▸ **TASK OBJECTIVE**
Reproduce every line of the records below exactly, omitting the pictures from your answer.

▸ **DATA FOR THE TASK**
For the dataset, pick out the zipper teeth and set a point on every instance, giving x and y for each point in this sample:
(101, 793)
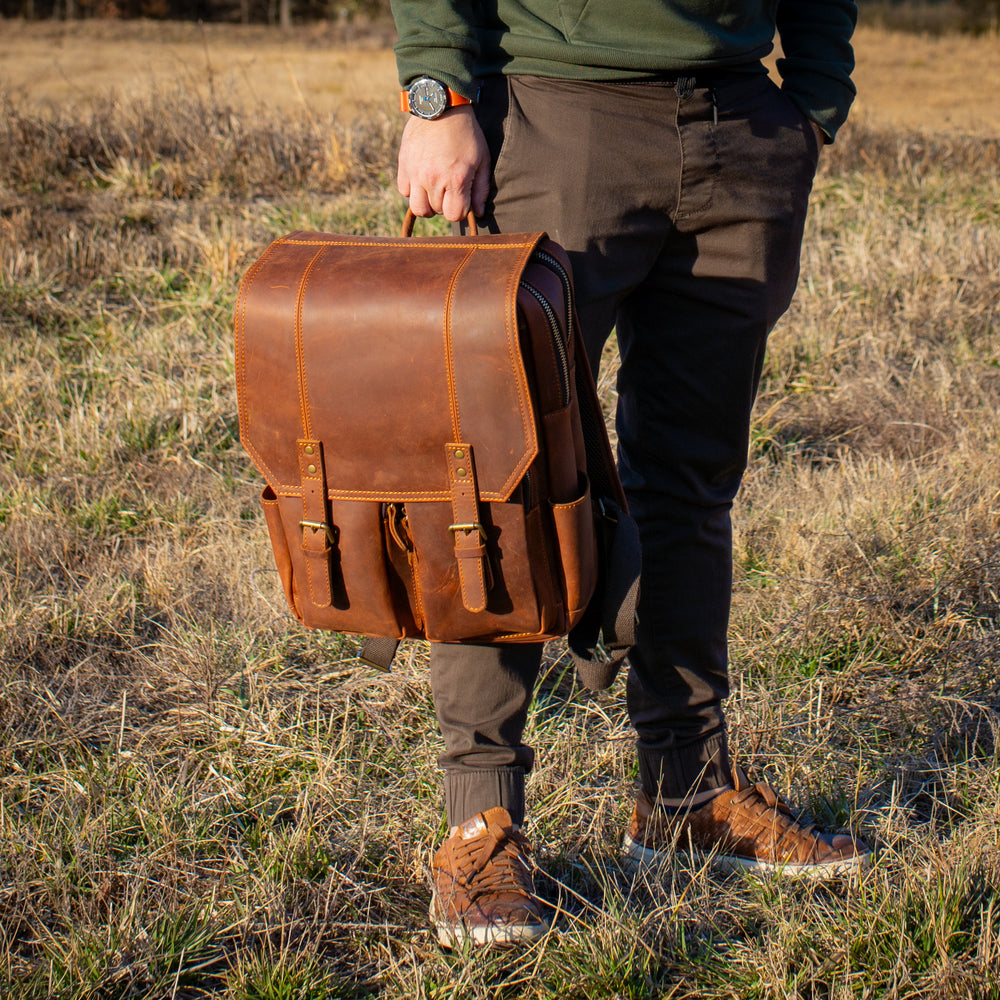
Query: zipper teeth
(556, 267)
(557, 339)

▸ **EXERCISE RESPONSE**
For the dataset, pick out the zipper teeth and set a point on every instance, giving x and y for each point in this sample:
(101, 793)
Query: zipper teeth
(556, 267)
(557, 339)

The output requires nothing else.